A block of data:

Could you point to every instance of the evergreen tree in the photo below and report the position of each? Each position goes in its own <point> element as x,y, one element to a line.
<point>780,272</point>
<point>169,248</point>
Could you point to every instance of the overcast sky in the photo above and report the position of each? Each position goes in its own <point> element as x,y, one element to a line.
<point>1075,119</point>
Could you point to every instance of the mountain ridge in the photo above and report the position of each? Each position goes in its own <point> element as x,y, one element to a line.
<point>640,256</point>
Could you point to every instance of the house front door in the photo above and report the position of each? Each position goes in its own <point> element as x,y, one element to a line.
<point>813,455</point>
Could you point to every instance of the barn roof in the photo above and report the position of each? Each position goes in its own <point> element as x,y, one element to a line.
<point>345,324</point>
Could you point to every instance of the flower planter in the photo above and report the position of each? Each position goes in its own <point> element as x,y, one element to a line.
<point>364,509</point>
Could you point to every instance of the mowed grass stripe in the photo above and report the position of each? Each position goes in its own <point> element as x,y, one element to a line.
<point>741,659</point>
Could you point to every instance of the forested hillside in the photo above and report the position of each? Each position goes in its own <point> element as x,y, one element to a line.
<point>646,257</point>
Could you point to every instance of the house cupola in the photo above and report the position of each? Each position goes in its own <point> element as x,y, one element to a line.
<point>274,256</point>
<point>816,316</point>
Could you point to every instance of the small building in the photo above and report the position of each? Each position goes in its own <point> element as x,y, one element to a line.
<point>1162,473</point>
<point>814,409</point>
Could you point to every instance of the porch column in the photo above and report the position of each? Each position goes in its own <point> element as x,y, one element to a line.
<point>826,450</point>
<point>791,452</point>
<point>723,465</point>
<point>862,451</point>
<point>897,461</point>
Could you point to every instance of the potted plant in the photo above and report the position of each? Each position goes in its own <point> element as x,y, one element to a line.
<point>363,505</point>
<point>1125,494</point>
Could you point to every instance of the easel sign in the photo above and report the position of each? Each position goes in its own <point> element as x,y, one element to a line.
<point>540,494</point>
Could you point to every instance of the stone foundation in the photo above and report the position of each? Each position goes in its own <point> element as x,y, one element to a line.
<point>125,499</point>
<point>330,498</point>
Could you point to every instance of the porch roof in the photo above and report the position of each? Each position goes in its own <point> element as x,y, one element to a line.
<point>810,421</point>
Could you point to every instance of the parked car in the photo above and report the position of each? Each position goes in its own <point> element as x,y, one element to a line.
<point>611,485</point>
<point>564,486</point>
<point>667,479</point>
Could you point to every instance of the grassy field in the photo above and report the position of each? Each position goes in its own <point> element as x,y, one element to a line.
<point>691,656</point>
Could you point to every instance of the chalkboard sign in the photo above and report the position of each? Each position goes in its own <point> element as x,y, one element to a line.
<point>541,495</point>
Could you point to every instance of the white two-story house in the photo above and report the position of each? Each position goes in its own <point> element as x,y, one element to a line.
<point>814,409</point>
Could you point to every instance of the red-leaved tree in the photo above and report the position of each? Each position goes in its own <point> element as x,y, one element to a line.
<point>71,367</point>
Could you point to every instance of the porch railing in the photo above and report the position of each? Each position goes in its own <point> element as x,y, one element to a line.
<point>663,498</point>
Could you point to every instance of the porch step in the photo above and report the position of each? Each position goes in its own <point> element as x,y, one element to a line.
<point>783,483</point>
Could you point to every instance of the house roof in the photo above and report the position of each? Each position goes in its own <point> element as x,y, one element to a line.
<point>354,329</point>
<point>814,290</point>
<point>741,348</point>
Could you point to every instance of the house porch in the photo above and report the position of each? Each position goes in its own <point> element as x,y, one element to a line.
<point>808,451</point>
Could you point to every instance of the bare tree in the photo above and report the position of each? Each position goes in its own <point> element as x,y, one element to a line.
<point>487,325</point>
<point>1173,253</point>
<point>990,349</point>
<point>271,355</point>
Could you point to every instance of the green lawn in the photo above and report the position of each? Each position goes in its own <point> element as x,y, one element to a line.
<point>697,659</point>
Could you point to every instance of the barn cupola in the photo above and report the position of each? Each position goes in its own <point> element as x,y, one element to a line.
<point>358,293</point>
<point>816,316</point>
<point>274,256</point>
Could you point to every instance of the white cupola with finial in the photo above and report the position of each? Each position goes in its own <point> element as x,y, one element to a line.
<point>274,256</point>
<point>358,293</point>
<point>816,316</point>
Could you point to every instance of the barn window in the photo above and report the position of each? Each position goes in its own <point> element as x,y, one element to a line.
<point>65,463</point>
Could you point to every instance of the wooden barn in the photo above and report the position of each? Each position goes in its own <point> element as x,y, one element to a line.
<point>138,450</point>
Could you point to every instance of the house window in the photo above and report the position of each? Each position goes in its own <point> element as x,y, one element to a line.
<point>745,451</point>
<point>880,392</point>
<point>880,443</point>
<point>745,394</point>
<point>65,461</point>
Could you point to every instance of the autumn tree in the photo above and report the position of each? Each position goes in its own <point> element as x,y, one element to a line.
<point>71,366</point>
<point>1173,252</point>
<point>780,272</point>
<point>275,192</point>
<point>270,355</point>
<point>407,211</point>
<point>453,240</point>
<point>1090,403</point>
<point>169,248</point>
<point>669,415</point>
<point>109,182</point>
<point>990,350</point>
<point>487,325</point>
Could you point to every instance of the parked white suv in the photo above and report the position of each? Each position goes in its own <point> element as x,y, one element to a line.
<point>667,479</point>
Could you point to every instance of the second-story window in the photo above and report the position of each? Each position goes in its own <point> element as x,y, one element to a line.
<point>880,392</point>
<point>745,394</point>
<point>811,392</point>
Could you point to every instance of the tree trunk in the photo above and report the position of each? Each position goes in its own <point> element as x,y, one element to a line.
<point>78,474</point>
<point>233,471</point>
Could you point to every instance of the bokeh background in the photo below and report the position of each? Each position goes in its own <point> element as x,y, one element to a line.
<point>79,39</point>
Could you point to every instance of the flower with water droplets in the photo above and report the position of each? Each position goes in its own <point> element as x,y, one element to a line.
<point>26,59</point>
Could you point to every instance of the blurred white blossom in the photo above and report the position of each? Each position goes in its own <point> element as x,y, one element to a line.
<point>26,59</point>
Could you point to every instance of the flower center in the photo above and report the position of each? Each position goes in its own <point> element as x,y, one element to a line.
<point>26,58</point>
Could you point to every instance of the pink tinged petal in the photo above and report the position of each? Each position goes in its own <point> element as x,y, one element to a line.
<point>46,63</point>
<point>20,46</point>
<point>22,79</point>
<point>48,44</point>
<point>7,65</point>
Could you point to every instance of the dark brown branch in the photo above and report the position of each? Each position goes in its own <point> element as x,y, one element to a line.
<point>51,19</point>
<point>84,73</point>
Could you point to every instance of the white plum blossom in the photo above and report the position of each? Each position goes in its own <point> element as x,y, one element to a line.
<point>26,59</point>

> _JOB_: In this exercise, repeat all entries exactly.

> _PROBLEM SOLUTION_:
Could you point to every instance of the evergreen tree in the photo below and report the position of each? Each position goes in its own <point> element as x,y, one element to a line.
<point>780,272</point>
<point>169,248</point>
Could you point to every instance of the overcast sky in the photo above and report the position of each? Each position goes in its own <point> element as x,y, one element to a line.
<point>1075,119</point>
Could you point to every instance of the mountain ridge in the photo above and report the position of each? Each position goes in its own <point> element as x,y, one element to a line.
<point>640,256</point>
Could you point to every instance of the house front door in the photo above and report the position of each? Each position goes in its own <point> element as x,y, one element to a line.
<point>813,455</point>
Could you point to every instance of the barn roof in the photo above and report the position of each? Each position goes in its own <point> element as x,y, one element to a line.
<point>345,324</point>
Could you point to every instance of the flower planter in the photo above and report the position of each? Each position goes in its own <point> element as x,y, one element to a line.
<point>364,509</point>
Could you point to every instance of the mowed grass stripe in the photo above and report the position of each? Each position goes in its own <point> element as x,y, one element to a line.
<point>741,659</point>
Could you point to every instance of the forested hillside in the photo above and report the position of each? Each position goes in its own <point> element as x,y, one element to a line.
<point>646,257</point>
Could you point to every instance of the house cupola in the photo above and report the position of each? Each position goes in its own <point> element as x,y, one element to a line.
<point>274,256</point>
<point>816,316</point>
Could you point to every instance of the small building in the photo above and report the position of each? Each position goes in its own <point> element as x,y, one element to a line.
<point>1162,473</point>
<point>814,409</point>
Could you point to every instance of the porch column in the photo above and report the position of each? Each position goes in its own <point> element as x,y, one element to a line.
<point>826,450</point>
<point>791,452</point>
<point>723,465</point>
<point>862,451</point>
<point>897,461</point>
Could you point to every instance of the potted plant in the photo above and report the position of each? Each position goes in its own <point> element as x,y, one element to a line.
<point>363,505</point>
<point>1125,494</point>
Could you point to every instance of the easel sign in the photo above and report the position of each? Each position goes in its own <point> element as x,y, one element to a line.
<point>540,494</point>
Could you point to every instance of the stone foundation in the photo above and report the position of each? Each position goes in its own <point> element as x,y, one element to a line.
<point>125,499</point>
<point>330,498</point>
Could you point to every instance of the porch roof in the photo above and report the position of each? Each position goes in its own <point> element as x,y, one element to a line.
<point>810,421</point>
Could you point to every instance of the parked car in the photo above and report the position of each? Each position goes in its own <point> element as x,y, one element to a line.
<point>611,485</point>
<point>564,486</point>
<point>667,479</point>
Could you point to every instance of the grassy field in the photo above and report the position of each? Each position goes in its own <point> element as x,y, one element to a line.
<point>691,656</point>
Could you point to every instance of the chalkboard sign in the photo above and report the position of each? Each position goes in its own <point> element as x,y, one element to a line.
<point>541,495</point>
Could you point to every instance of the white two-story house in the photo above and report the position of each? Each position goes in its own <point> element as x,y, one element to a line.
<point>814,409</point>
Could you point to every instance of the red-leaved tree in the photo above and report the position of each? Each position goes in its own <point> element as x,y, one element to a line.
<point>71,367</point>
Could you point to every instance of the porch railing in the photo above and report the position of each? Each position goes in its own <point> element as x,y, one element to a line.
<point>663,498</point>
Could you point to every instance of the porch step in the photo above and report the position of each? Each position goes in its own <point> element as x,y, one element to a line.
<point>783,483</point>
Could you point to every instance of the house roof in the photo above and report the position of each? Each position goes in its own <point> element as x,y, one element to a line.
<point>354,329</point>
<point>814,290</point>
<point>741,348</point>
Could you point to every instance of the house porch in the photo above and report the position of each? Each position goes in its own <point> element as x,y, one element to a line.
<point>808,451</point>
Could you point to every instance of the bare tree in the photo above and report the position of each? Each position goes in its own <point> element as x,y, one element to a line.
<point>487,325</point>
<point>1173,253</point>
<point>990,349</point>
<point>271,355</point>
Could you point to every instance of the green lawn in the photo above and report the position of each? Each position goes in its own <point> element as x,y, one element to a line.
<point>697,659</point>
Could you point to every instance of the barn cupola in the photo above and report the position of each? Each position goes in its own <point> element as x,y, one element to a line.
<point>358,293</point>
<point>816,316</point>
<point>274,256</point>
Could you point to every instance of the white cupola with finial in the photo above and report the position of each? Each position goes in its own <point> element as x,y, one element to a line.
<point>274,256</point>
<point>358,293</point>
<point>816,316</point>
Could you point to every instance of the barn window in the photo above and report the position of each? Each position goes in its own <point> element as x,y, one element to a line.
<point>65,463</point>
Could you point to every instance of the wooden barn in the photo above and report the position of each? Each position goes in its own <point> element as x,y, one element to a line.
<point>138,450</point>
Could you point to every instance of the house window in the photo above and report the position of each? Each position goes in its own <point> element as x,y, one element to a line.
<point>745,451</point>
<point>880,392</point>
<point>880,443</point>
<point>745,394</point>
<point>65,461</point>
Could you point to every instance of the autumn tree in the photo above and report the position of each? Each position goes in its own <point> element as x,y, one element to a line.
<point>71,366</point>
<point>1173,252</point>
<point>780,272</point>
<point>275,192</point>
<point>270,355</point>
<point>407,211</point>
<point>453,240</point>
<point>1090,403</point>
<point>169,248</point>
<point>669,415</point>
<point>109,182</point>
<point>990,350</point>
<point>487,325</point>
Could you point to every instance of the parked white suv in the photo above and report the position of each? Each position goes in its own <point> element as x,y, one element to a line.
<point>667,479</point>
Could you point to every instance of the second-story window in the photo above and report the position of each? Each position goes in its own <point> element as x,y, one element to a line.
<point>880,392</point>
<point>745,394</point>
<point>811,392</point>
Could you point to every instance of the tree trunk in the photo above and report the position of each? Each position goes in its own <point> element as x,y, one element to a line.
<point>78,474</point>
<point>233,471</point>
Could you point to every instance of the bokeh background in the photo below and report the position of each? Each position goes in its own <point> element as x,y, one element to a line.
<point>79,39</point>
Could you point to every instance of the flower with water droplets in the photo above and report the position of each? Each position goes in its own <point> element as x,y, one element to a line.
<point>26,59</point>
Could you point to every instance of the blurred white blossom in the photo above and report the position of each? Each position goes in its own <point> element as x,y, one element to a line.
<point>26,59</point>
Could you point to every instance of the flower center in the photo above and report the position of each? Each position goes in its own <point> element as x,y, one element to a line.
<point>26,58</point>
Could you point to every instance of the pink tinged petal in the photo above and report the position of each? Each position goes in its own <point> element as x,y, one element to a line.
<point>46,63</point>
<point>20,46</point>
<point>22,79</point>
<point>48,44</point>
<point>7,65</point>
Could you point to every instance of the dark brown branch in the photo above and report the position of each? Each position goes in its own <point> element as x,y, one element to a line.
<point>51,19</point>
<point>84,73</point>
Could you point to every instance of the white plum blossom in the photo above and report the position of each? Each position goes in its own <point> element as x,y, one element to a line.
<point>26,59</point>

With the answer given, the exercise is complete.